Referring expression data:
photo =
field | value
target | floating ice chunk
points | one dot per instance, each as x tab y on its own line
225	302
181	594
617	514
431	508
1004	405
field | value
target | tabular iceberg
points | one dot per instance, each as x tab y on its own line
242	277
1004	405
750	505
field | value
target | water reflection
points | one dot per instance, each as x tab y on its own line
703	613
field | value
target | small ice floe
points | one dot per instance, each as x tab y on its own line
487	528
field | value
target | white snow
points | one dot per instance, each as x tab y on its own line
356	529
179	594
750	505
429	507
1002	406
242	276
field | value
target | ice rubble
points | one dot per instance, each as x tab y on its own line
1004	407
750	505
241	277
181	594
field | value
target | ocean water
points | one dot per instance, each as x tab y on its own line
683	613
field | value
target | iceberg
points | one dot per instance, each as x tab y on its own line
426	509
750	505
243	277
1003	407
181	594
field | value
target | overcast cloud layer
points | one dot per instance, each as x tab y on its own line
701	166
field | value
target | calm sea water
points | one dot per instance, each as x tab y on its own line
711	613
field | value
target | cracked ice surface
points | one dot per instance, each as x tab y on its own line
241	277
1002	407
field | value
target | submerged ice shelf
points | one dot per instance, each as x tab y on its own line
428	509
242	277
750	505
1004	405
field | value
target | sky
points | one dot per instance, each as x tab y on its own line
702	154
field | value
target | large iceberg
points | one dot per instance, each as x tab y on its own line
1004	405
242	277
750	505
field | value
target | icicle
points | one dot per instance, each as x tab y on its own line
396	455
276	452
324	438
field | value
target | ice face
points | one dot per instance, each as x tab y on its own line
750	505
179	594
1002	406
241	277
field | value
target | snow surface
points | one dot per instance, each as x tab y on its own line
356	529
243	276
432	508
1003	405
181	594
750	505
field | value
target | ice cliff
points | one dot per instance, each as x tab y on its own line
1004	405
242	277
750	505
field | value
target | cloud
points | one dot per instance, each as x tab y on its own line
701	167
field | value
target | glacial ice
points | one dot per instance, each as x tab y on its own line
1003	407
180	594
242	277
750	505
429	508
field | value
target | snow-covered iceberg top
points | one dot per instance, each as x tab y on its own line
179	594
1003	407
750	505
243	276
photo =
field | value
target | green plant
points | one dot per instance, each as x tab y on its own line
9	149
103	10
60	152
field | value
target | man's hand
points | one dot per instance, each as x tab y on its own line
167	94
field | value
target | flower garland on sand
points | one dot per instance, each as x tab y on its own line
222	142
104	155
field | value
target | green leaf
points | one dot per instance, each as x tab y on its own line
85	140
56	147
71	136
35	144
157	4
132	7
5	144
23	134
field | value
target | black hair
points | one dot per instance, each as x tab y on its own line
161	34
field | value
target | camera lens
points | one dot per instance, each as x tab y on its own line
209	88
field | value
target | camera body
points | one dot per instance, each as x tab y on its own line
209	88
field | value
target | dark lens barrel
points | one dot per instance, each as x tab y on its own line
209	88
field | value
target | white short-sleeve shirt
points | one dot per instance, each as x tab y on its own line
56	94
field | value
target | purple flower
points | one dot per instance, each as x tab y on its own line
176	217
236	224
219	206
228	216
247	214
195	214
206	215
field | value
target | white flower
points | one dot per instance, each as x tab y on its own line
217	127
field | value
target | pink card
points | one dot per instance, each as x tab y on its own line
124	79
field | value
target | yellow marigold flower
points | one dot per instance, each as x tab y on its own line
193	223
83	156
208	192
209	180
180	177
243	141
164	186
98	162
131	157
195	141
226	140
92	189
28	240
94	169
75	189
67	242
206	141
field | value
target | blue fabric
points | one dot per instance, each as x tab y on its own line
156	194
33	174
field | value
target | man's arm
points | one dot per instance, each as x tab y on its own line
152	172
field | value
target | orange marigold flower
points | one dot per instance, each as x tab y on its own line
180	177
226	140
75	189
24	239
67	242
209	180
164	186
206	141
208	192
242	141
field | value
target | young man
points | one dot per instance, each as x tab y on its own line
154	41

TASK BRIEF: From the entries above, return exactly the line containing "target | ice rubble", the line containing "target | ice cliff", and all lines between, and nothing else.

RESULT OF THIS TASK:
target | ice rubble
points | one dot per instance, each as x tab y on its own line
1004	407
750	505
241	277
181	594
field | value
target | ocean water
points | one dot per instance, each as x tab y on its own line
683	613
field | value
target | iceberg
points | one dot per instance, each as x tab y on its own line
426	509
750	505
243	277
1003	407
181	594
field | value
target | overcast cloud layer
points | one dot per instance, each as x tab y on its own line
701	166
field | value
target | calm sea water
points | one dot per instance, each as x tab y on its own line
711	613
field | value
target | cracked ice surface
points | one dot per instance, each as x tab y on its own line
241	277
1002	407
field | value
target | submerged ice shelf
points | one dot per instance, each as x tab y on its own line
428	509
242	277
750	505
1004	405
field | value
target | sky
points | one dot per instance, each as x tab y on its own line
702	154
field | value
target | large iceberg
points | one dot per instance, each as x tab y on its own line
1004	405
242	277
750	505
field | value
target | icicle
points | one dot per instance, each as x tab y on its own line
396	455
276	452
324	438
field | value
target | ice face
points | one dot per instance, each as x tab y on its own line
750	505
179	594
1002	406
241	277
field | value
target | snow surface
points | one dot per instance, each as x tab y on its own line
356	529
243	276
432	508
1003	405
181	594
750	505
field | value
target | ice cliff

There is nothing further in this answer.